→ RECORDS FOR PROCESSING:
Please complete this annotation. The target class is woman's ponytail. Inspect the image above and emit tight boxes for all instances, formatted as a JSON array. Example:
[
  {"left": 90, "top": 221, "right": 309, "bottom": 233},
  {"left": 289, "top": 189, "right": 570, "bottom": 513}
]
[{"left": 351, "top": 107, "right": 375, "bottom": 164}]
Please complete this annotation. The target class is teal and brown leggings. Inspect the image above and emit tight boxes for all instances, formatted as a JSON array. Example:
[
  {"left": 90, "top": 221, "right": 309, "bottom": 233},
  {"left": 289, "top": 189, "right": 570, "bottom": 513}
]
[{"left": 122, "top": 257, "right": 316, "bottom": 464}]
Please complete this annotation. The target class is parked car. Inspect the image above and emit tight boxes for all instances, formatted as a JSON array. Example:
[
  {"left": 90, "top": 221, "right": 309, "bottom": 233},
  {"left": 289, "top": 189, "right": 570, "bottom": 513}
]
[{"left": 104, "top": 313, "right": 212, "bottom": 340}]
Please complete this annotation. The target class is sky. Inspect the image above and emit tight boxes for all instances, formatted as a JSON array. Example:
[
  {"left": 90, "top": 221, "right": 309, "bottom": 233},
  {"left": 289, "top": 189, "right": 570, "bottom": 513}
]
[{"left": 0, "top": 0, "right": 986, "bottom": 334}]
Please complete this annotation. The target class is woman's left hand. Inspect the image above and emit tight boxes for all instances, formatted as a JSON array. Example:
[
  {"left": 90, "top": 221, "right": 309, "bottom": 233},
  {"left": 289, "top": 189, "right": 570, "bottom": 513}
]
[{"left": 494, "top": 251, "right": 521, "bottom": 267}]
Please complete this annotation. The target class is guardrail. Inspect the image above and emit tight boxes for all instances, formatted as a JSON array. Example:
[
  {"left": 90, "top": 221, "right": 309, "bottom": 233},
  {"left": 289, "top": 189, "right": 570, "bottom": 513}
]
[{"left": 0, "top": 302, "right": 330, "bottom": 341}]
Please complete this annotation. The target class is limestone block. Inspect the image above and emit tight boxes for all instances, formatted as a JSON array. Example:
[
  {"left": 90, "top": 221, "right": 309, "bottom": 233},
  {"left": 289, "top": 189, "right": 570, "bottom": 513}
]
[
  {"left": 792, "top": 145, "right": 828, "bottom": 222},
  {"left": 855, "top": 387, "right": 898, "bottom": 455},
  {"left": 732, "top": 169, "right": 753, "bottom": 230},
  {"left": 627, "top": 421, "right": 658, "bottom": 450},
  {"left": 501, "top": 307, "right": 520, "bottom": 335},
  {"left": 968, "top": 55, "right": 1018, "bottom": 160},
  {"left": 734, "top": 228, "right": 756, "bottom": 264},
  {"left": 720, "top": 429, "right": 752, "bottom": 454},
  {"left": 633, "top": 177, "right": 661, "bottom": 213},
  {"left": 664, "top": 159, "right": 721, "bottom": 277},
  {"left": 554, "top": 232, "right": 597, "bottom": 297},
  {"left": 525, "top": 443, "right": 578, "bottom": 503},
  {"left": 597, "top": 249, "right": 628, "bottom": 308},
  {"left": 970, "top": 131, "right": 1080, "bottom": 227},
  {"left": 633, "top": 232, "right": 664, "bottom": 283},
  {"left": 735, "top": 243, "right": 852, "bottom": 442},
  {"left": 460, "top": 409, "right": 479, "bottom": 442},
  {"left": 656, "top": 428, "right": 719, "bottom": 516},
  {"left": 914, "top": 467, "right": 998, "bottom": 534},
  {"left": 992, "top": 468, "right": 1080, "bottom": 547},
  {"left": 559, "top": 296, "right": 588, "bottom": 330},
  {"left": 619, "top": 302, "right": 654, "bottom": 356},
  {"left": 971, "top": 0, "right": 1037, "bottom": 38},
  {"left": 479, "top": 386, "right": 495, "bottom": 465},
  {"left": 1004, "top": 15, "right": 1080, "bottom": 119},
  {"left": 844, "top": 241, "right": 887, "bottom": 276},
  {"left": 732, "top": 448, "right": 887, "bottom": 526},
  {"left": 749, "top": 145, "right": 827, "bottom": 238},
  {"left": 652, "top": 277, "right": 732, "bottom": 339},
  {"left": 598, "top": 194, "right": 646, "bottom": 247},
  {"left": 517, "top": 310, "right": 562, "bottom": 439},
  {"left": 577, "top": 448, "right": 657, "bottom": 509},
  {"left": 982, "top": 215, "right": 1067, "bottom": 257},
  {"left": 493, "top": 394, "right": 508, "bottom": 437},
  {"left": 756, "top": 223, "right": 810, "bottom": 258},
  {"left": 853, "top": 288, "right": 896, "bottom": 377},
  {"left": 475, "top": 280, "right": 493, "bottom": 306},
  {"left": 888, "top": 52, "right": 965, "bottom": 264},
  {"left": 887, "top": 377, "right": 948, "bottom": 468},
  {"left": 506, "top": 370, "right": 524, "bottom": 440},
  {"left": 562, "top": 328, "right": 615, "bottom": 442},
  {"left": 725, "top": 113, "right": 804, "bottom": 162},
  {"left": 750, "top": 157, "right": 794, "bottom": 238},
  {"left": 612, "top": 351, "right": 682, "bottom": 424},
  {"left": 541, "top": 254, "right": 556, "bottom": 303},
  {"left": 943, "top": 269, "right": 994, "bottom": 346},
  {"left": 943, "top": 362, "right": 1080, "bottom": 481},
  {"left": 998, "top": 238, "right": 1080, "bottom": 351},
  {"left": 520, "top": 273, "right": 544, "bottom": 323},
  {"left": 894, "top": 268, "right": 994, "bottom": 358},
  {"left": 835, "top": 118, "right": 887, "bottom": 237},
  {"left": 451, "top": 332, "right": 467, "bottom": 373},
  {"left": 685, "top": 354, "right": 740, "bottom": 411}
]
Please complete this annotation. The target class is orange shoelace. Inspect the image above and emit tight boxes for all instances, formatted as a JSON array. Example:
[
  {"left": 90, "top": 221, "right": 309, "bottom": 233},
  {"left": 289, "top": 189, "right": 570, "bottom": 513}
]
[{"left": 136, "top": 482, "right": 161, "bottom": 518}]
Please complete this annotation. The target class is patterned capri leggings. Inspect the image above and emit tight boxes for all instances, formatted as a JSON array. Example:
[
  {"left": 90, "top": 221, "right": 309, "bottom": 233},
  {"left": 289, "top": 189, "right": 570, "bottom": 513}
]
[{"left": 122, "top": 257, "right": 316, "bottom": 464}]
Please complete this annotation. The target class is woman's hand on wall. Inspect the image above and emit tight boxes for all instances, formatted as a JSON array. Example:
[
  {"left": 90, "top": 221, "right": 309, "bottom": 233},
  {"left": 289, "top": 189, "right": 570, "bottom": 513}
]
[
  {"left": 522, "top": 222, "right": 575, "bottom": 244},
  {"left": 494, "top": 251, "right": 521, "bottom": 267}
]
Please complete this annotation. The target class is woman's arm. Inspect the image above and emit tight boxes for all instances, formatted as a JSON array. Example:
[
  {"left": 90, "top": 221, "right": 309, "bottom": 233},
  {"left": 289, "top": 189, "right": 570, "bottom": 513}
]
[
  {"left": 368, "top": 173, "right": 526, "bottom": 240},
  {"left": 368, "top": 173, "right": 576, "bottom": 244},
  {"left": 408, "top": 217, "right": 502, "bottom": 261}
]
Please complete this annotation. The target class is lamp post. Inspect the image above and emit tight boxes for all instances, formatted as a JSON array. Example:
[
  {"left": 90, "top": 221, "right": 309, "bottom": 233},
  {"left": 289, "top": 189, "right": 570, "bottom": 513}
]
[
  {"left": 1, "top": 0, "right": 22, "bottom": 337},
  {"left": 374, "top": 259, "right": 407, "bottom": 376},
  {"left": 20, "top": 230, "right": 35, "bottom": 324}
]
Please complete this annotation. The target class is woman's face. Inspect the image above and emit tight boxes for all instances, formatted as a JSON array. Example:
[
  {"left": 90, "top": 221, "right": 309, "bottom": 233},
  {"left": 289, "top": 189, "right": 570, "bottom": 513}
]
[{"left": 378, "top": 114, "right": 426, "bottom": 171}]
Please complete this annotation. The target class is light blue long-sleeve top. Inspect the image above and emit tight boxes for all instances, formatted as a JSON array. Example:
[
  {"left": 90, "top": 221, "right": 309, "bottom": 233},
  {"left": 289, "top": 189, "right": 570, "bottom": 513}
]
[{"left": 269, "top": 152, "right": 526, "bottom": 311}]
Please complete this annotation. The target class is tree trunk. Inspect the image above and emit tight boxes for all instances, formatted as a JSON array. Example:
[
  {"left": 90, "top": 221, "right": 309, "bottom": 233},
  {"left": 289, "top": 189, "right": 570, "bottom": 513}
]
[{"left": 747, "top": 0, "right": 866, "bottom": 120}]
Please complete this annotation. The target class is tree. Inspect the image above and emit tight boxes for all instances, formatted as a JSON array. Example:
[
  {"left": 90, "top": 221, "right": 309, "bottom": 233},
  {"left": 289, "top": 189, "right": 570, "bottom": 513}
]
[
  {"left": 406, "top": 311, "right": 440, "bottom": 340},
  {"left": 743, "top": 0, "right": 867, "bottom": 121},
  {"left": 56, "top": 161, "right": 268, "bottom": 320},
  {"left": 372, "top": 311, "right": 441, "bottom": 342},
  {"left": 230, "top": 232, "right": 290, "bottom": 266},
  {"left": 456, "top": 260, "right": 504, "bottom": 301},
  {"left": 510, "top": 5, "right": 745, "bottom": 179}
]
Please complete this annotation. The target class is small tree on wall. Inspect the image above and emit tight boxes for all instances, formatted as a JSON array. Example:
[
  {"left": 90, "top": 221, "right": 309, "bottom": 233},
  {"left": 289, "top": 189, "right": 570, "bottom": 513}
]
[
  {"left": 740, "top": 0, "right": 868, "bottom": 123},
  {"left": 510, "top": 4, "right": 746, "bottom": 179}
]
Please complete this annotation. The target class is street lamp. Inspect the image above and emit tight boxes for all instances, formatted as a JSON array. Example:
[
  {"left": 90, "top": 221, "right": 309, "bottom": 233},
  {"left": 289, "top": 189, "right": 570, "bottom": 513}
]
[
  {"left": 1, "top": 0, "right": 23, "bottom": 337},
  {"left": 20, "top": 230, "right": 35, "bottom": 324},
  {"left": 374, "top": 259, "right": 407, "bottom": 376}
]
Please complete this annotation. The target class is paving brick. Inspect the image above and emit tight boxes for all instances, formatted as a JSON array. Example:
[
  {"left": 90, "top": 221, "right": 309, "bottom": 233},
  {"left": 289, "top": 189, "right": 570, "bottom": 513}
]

→ WHAT YOU ARE ASKED TO DO: Your reply should hold all the lines from the listing above in which "hand" appears.

→ SOLUTION FOR THIS EXERCISE:
Please complete this annotation. The target class is woman's left hand. Inspect the image above and emit tight boxes for all instances, formatted as a JSON array. Example:
Please complete this annotation. The target class is woman's hand on wall. Inspect the image above and emit tight boxes for all instances, formatted as a JSON array. Example:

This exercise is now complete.